* _RECORDS SUPPLIED_
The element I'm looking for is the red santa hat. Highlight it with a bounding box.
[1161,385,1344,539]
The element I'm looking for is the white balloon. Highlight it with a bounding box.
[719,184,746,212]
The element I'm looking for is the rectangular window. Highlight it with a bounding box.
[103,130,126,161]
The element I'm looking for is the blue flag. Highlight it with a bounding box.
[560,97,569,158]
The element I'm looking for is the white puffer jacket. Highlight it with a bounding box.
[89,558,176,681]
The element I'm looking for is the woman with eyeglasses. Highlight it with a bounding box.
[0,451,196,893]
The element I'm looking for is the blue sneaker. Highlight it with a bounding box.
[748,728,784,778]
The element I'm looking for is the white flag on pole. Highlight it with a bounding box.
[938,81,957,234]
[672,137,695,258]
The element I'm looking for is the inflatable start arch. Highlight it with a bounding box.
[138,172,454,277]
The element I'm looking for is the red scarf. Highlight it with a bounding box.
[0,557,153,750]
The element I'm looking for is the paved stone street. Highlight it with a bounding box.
---
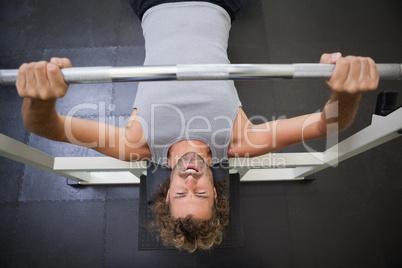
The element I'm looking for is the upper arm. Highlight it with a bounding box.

* _EXERCISE PROMPT_
Please repeat the records word for word, starting with the line containing "The element I'm looking for is the red santa" and ending with the line containing "[103,130,126,161]", both lines included.

* _EXERCISE RESULT_
The element I'm looking for is the red santa hat. Highlight it with a bounding box.
[1161,385,1344,539]
The element I'm looking for is the white balloon. Highlight it with a bounding box.
[719,184,746,212]
The element I'm looking for is the rectangular window. Highlight it with a bounding box.
[103,130,126,161]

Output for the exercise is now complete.